**SHORT TASK**
Pull every text line from the listing below and reproduce it verbatim, leaving out the pictures.

[Rows drawn from a dataset]
#####

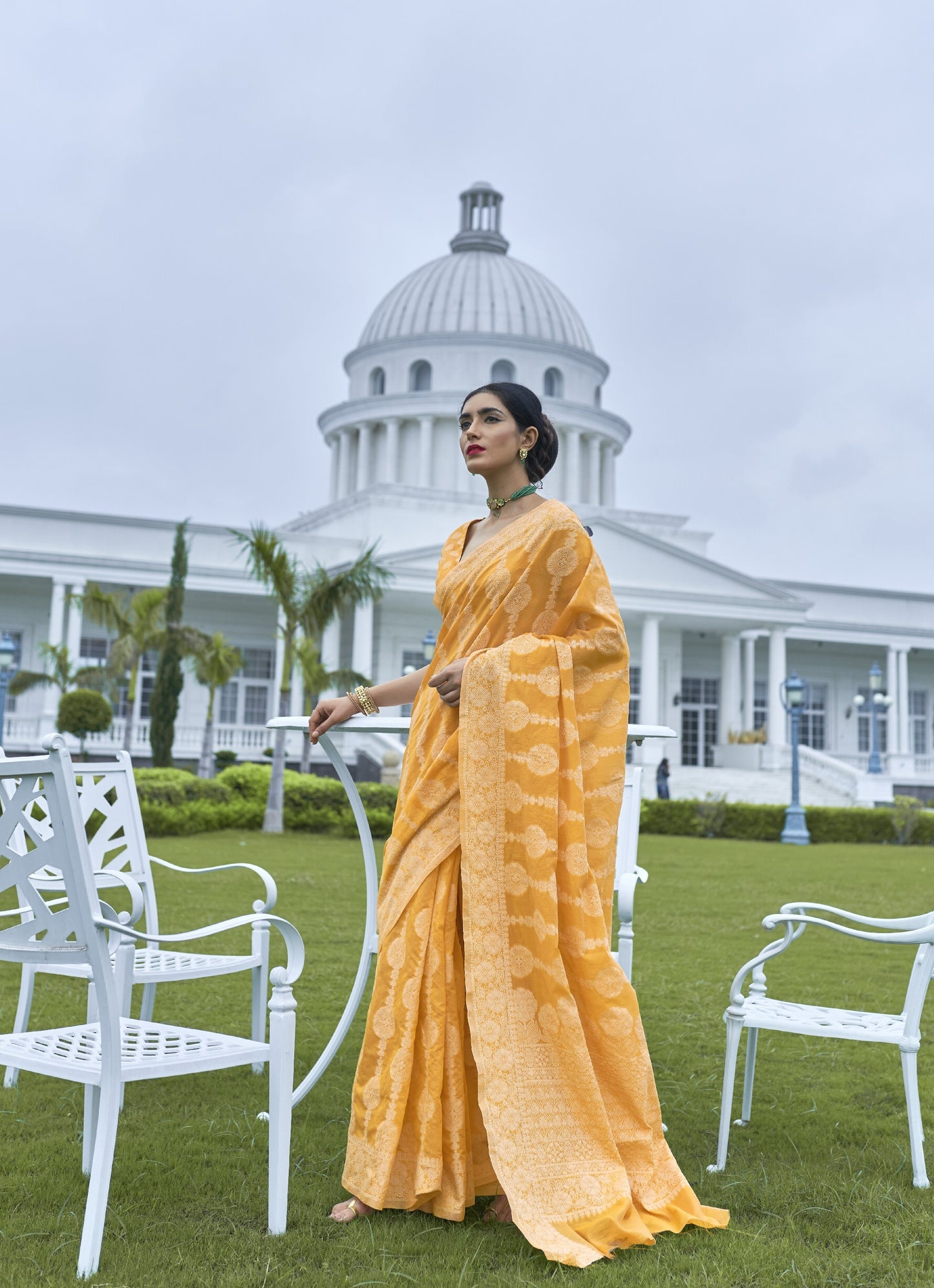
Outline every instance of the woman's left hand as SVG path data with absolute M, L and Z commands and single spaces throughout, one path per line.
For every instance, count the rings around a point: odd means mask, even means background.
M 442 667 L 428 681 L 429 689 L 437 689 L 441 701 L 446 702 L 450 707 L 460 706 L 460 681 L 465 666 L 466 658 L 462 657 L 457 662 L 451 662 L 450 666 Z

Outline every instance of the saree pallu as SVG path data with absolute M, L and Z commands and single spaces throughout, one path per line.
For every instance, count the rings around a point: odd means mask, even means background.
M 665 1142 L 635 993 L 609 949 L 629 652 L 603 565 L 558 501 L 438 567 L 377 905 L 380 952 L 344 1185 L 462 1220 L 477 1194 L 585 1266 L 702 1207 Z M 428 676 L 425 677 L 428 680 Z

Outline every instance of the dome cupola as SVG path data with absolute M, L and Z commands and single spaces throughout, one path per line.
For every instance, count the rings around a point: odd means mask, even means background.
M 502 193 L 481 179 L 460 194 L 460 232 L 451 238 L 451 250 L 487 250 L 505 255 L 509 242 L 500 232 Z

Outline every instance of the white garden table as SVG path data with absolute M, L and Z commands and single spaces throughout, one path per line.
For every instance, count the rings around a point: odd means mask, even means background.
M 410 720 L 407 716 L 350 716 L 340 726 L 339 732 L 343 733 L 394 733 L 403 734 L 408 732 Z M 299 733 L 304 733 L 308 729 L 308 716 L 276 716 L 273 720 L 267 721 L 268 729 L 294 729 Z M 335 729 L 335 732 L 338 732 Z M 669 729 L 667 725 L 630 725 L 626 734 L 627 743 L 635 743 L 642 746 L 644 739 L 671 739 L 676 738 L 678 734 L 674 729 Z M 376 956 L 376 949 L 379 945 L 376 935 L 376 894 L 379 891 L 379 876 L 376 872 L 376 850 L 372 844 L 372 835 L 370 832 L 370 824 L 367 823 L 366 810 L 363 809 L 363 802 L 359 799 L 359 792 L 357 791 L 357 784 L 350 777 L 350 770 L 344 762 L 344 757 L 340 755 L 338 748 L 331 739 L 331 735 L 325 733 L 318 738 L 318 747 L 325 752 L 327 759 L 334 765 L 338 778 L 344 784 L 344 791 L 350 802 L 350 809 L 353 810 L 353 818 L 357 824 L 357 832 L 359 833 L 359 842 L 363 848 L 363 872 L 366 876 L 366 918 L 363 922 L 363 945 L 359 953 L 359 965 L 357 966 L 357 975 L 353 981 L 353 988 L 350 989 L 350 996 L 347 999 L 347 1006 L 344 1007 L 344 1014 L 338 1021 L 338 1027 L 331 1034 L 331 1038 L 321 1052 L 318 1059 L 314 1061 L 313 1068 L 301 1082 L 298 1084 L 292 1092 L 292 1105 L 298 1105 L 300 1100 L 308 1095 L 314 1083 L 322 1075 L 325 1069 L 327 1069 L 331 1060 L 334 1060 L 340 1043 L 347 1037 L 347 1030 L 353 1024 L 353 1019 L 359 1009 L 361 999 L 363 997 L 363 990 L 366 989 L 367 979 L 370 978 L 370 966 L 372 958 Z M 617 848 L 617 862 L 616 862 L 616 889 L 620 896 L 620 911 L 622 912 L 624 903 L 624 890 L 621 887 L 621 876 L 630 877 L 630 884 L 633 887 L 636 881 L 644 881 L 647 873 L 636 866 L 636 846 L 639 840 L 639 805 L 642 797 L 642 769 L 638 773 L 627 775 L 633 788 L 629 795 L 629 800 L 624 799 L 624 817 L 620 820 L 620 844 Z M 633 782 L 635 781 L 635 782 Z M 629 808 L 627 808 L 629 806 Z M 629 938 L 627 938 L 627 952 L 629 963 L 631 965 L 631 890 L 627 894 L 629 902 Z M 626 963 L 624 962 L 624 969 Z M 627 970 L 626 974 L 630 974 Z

#####

**COMPLETE ANSWER**
Outline every instance of the woman's left hand as SVG path data with absolute M, L and Z commands and single spaces throughout, one path per line.
For every instance, count the rings around a point: odd means mask, even means background.
M 442 667 L 428 681 L 429 689 L 437 689 L 441 701 L 446 702 L 450 707 L 460 706 L 460 681 L 465 666 L 466 658 L 462 657 L 457 662 L 451 662 L 450 666 Z

Outline every instance of the saree pallu as SVG path data with absolute M, L and Z commands and single spaces throughout, one path per line.
For every instance, count the rings around a point: odd means mask, even means background.
M 665 1142 L 635 993 L 609 949 L 629 652 L 603 565 L 558 501 L 438 567 L 377 905 L 380 952 L 344 1185 L 462 1220 L 477 1194 L 585 1266 L 702 1207 Z M 428 676 L 425 677 L 428 680 Z

Outline every instance of the dome cupola as SVG path data with absolute M, L and Z commands and single spaces throughout, one path per line.
For every instance, count the rings around a point: odd means mask, even means background.
M 502 193 L 481 179 L 460 194 L 460 232 L 451 238 L 451 250 L 487 250 L 505 255 L 509 242 L 500 232 Z

Outline every instance of the white garden table as SVG path data with absolute M, L and Z commands and single spaces throughout, one path per line.
For every instance, count the rings around a point: odd means mask, even means background.
M 410 720 L 407 716 L 350 716 L 340 726 L 339 732 L 343 733 L 394 733 L 403 734 L 408 732 Z M 299 733 L 304 733 L 308 729 L 308 716 L 276 716 L 273 720 L 267 721 L 268 729 L 294 729 Z M 335 729 L 335 732 L 338 732 Z M 669 729 L 667 725 L 630 725 L 626 734 L 627 743 L 635 743 L 642 746 L 644 739 L 671 739 L 676 738 L 678 734 L 674 729 Z M 376 956 L 376 949 L 379 945 L 376 935 L 376 894 L 379 891 L 379 876 L 376 872 L 376 850 L 372 844 L 372 835 L 370 832 L 370 824 L 367 823 L 366 810 L 363 809 L 363 802 L 359 799 L 359 792 L 357 791 L 357 784 L 350 777 L 350 770 L 344 762 L 344 757 L 340 755 L 338 748 L 331 739 L 331 735 L 325 733 L 318 738 L 318 747 L 325 752 L 327 759 L 334 765 L 338 778 L 344 784 L 344 791 L 350 802 L 350 809 L 353 810 L 353 818 L 357 824 L 357 832 L 359 833 L 359 842 L 363 848 L 363 872 L 366 876 L 366 918 L 363 922 L 363 945 L 359 953 L 359 965 L 357 966 L 357 975 L 353 981 L 353 988 L 350 989 L 350 996 L 347 999 L 347 1006 L 344 1007 L 344 1014 L 338 1021 L 338 1027 L 331 1034 L 331 1038 L 321 1052 L 318 1059 L 314 1061 L 313 1068 L 301 1082 L 298 1084 L 292 1092 L 292 1105 L 298 1105 L 300 1100 L 308 1095 L 314 1083 L 322 1075 L 325 1069 L 327 1069 L 331 1060 L 334 1060 L 340 1043 L 347 1037 L 347 1030 L 353 1024 L 353 1019 L 359 1009 L 361 999 L 363 997 L 363 990 L 366 989 L 367 979 L 370 978 L 370 966 L 372 958 Z M 617 848 L 617 862 L 616 862 L 616 889 L 620 896 L 620 911 L 622 912 L 624 903 L 624 890 L 621 887 L 621 876 L 630 877 L 630 884 L 633 887 L 636 881 L 644 881 L 647 873 L 636 866 L 636 846 L 639 840 L 639 805 L 642 797 L 642 769 L 638 773 L 627 775 L 633 788 L 629 795 L 629 800 L 624 799 L 624 817 L 620 820 L 620 844 Z M 633 782 L 635 781 L 635 782 Z M 629 808 L 627 808 L 629 806 Z M 629 938 L 627 938 L 627 952 L 629 963 L 631 965 L 631 890 L 627 894 L 629 902 Z M 626 963 L 624 962 L 624 969 Z M 627 970 L 626 974 L 630 974 Z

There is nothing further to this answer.